## TASK STATEMENT:
Give the entries as a Markdown table with two columns, Row and Line. Start at the line that contains "Tag every instance of the gray" and end with the last of the entries. Number each row, skip blank lines, and leave out the pictures.

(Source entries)
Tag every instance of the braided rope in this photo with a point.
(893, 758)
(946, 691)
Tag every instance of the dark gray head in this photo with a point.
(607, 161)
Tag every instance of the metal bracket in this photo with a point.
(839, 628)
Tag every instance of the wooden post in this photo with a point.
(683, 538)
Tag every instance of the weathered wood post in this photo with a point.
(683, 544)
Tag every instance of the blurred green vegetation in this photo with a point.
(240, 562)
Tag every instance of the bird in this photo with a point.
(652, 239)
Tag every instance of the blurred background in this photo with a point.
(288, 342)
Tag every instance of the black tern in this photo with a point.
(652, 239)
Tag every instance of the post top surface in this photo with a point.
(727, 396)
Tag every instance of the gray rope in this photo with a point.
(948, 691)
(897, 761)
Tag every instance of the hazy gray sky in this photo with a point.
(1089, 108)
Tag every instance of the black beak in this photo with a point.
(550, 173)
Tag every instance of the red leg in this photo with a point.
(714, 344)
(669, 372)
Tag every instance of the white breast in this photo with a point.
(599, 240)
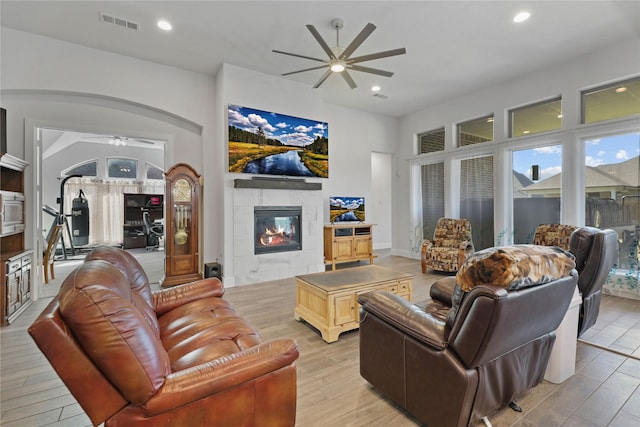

## TASK RESPONSE:
| Row | Line |
|---|---|
| 1 | Tag every instance of the gray rope in this photo with a point. |
| 2 | (948, 691) |
| 3 | (897, 761) |
| 4 | Tag every instance of the hazy gray sky in this photo with a point. |
| 5 | (1089, 108) |
| 6 | Tag every instance of the black beak in this photo with a point. |
| 7 | (550, 173) |
| 8 | Tag every instance of the red leg in this photo with a point. |
| 9 | (714, 344) |
| 10 | (669, 372) |
| 11 | Tag every instance of the white breast in this photo with a point. |
| 12 | (599, 240) |